All lines at or after the one containing "residential building", up to the last line of the material, must be repeated exactly, and no others.

*** DATASET ENTRIES Section Begins ***

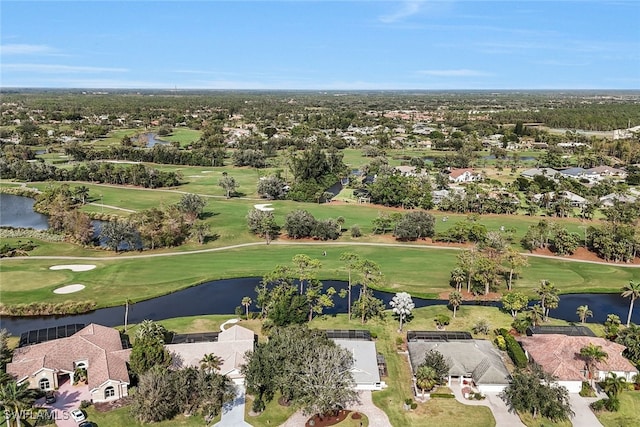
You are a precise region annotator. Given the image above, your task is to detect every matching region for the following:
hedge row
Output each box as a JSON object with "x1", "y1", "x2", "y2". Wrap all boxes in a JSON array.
[
  {"x1": 498, "y1": 328, "x2": 528, "y2": 368},
  {"x1": 430, "y1": 393, "x2": 455, "y2": 399},
  {"x1": 0, "y1": 300, "x2": 97, "y2": 316}
]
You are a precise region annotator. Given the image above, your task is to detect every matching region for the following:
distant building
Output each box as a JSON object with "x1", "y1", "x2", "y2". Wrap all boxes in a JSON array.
[{"x1": 447, "y1": 168, "x2": 482, "y2": 183}]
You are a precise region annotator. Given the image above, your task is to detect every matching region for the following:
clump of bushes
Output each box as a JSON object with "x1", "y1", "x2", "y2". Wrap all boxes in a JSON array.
[
  {"x1": 498, "y1": 328, "x2": 528, "y2": 368},
  {"x1": 579, "y1": 381, "x2": 596, "y2": 397},
  {"x1": 0, "y1": 300, "x2": 97, "y2": 316}
]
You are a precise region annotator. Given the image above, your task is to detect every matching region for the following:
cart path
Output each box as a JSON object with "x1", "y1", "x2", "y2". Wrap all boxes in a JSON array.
[{"x1": 3, "y1": 240, "x2": 640, "y2": 268}]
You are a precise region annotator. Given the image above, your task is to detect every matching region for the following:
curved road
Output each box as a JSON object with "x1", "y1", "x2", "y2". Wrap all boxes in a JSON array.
[{"x1": 2, "y1": 240, "x2": 640, "y2": 267}]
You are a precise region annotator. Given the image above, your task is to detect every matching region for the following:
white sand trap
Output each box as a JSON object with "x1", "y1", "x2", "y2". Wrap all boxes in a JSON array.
[
  {"x1": 50, "y1": 264, "x2": 96, "y2": 272},
  {"x1": 254, "y1": 203, "x2": 274, "y2": 212},
  {"x1": 187, "y1": 175, "x2": 205, "y2": 178},
  {"x1": 53, "y1": 284, "x2": 85, "y2": 294},
  {"x1": 201, "y1": 170, "x2": 213, "y2": 173}
]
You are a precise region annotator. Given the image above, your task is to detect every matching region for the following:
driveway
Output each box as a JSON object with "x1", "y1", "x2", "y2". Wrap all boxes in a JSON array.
[
  {"x1": 214, "y1": 384, "x2": 251, "y2": 427},
  {"x1": 37, "y1": 378, "x2": 91, "y2": 427},
  {"x1": 450, "y1": 383, "x2": 525, "y2": 427},
  {"x1": 280, "y1": 390, "x2": 392, "y2": 427},
  {"x1": 569, "y1": 393, "x2": 603, "y2": 427}
]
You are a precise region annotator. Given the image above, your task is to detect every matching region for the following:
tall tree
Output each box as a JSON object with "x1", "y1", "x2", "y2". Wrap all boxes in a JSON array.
[
  {"x1": 450, "y1": 267, "x2": 466, "y2": 292},
  {"x1": 0, "y1": 380, "x2": 37, "y2": 427},
  {"x1": 246, "y1": 209, "x2": 279, "y2": 244},
  {"x1": 291, "y1": 254, "x2": 321, "y2": 294},
  {"x1": 448, "y1": 291, "x2": 462, "y2": 318},
  {"x1": 504, "y1": 249, "x2": 529, "y2": 291},
  {"x1": 390, "y1": 292, "x2": 415, "y2": 331},
  {"x1": 500, "y1": 367, "x2": 573, "y2": 421},
  {"x1": 241, "y1": 296, "x2": 252, "y2": 320},
  {"x1": 577, "y1": 305, "x2": 594, "y2": 324},
  {"x1": 501, "y1": 292, "x2": 529, "y2": 318},
  {"x1": 340, "y1": 252, "x2": 362, "y2": 321},
  {"x1": 218, "y1": 171, "x2": 239, "y2": 199},
  {"x1": 621, "y1": 280, "x2": 640, "y2": 327},
  {"x1": 176, "y1": 193, "x2": 207, "y2": 222},
  {"x1": 355, "y1": 259, "x2": 384, "y2": 324},
  {"x1": 456, "y1": 249, "x2": 478, "y2": 293},
  {"x1": 535, "y1": 280, "x2": 558, "y2": 321},
  {"x1": 579, "y1": 343, "x2": 608, "y2": 387}
]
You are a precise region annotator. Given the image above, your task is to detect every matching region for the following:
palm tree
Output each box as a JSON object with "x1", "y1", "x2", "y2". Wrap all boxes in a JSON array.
[
  {"x1": 621, "y1": 280, "x2": 640, "y2": 327},
  {"x1": 0, "y1": 380, "x2": 37, "y2": 427},
  {"x1": 450, "y1": 268, "x2": 465, "y2": 292},
  {"x1": 241, "y1": 297, "x2": 252, "y2": 320},
  {"x1": 415, "y1": 365, "x2": 438, "y2": 399},
  {"x1": 74, "y1": 185, "x2": 90, "y2": 205},
  {"x1": 340, "y1": 252, "x2": 362, "y2": 321},
  {"x1": 577, "y1": 305, "x2": 594, "y2": 324},
  {"x1": 448, "y1": 291, "x2": 462, "y2": 318},
  {"x1": 200, "y1": 353, "x2": 223, "y2": 373},
  {"x1": 580, "y1": 343, "x2": 608, "y2": 387},
  {"x1": 535, "y1": 280, "x2": 558, "y2": 322},
  {"x1": 602, "y1": 372, "x2": 627, "y2": 398},
  {"x1": 527, "y1": 304, "x2": 544, "y2": 327}
]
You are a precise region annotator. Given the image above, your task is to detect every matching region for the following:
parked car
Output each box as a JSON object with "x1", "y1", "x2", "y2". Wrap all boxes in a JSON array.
[
  {"x1": 44, "y1": 391, "x2": 56, "y2": 404},
  {"x1": 70, "y1": 409, "x2": 85, "y2": 423},
  {"x1": 78, "y1": 422, "x2": 95, "y2": 427}
]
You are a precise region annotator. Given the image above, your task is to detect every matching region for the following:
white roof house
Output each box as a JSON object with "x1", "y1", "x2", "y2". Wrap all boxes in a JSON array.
[
  {"x1": 407, "y1": 339, "x2": 511, "y2": 393},
  {"x1": 332, "y1": 339, "x2": 386, "y2": 391},
  {"x1": 166, "y1": 325, "x2": 255, "y2": 385}
]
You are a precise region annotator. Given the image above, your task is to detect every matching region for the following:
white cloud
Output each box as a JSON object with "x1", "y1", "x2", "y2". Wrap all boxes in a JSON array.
[
  {"x1": 417, "y1": 69, "x2": 490, "y2": 77},
  {"x1": 0, "y1": 44, "x2": 55, "y2": 55},
  {"x1": 379, "y1": 0, "x2": 424, "y2": 24},
  {"x1": 2, "y1": 64, "x2": 128, "y2": 73}
]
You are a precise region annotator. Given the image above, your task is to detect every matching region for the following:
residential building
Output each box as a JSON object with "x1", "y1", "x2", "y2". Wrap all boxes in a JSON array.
[
  {"x1": 166, "y1": 325, "x2": 256, "y2": 385},
  {"x1": 7, "y1": 324, "x2": 130, "y2": 402},
  {"x1": 447, "y1": 168, "x2": 482, "y2": 183},
  {"x1": 333, "y1": 339, "x2": 386, "y2": 391},
  {"x1": 518, "y1": 334, "x2": 638, "y2": 393},
  {"x1": 407, "y1": 334, "x2": 511, "y2": 393},
  {"x1": 520, "y1": 167, "x2": 560, "y2": 180}
]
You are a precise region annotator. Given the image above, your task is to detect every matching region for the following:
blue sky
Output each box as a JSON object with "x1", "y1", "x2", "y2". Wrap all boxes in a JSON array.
[{"x1": 1, "y1": 1, "x2": 639, "y2": 89}]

*** DATASET ENTRIES Section Ends ***

#### [COMPLETED EXERCISE]
residential building
Output each box as a JSON object with "x1", "y1", "x2", "y2". Wrap all boxes in a JSON array.
[
  {"x1": 166, "y1": 325, "x2": 256, "y2": 385},
  {"x1": 7, "y1": 324, "x2": 130, "y2": 402},
  {"x1": 447, "y1": 168, "x2": 482, "y2": 183},
  {"x1": 333, "y1": 339, "x2": 386, "y2": 391},
  {"x1": 518, "y1": 334, "x2": 638, "y2": 393},
  {"x1": 407, "y1": 334, "x2": 511, "y2": 393},
  {"x1": 520, "y1": 167, "x2": 560, "y2": 180}
]
You are a precise region annotator. Given the image above, your task is to detect every matching region for the following:
blue sky
Output each box as a JSON object with "x1", "y1", "x2", "y2". Wrap all boxes in a JSON array.
[{"x1": 1, "y1": 1, "x2": 639, "y2": 89}]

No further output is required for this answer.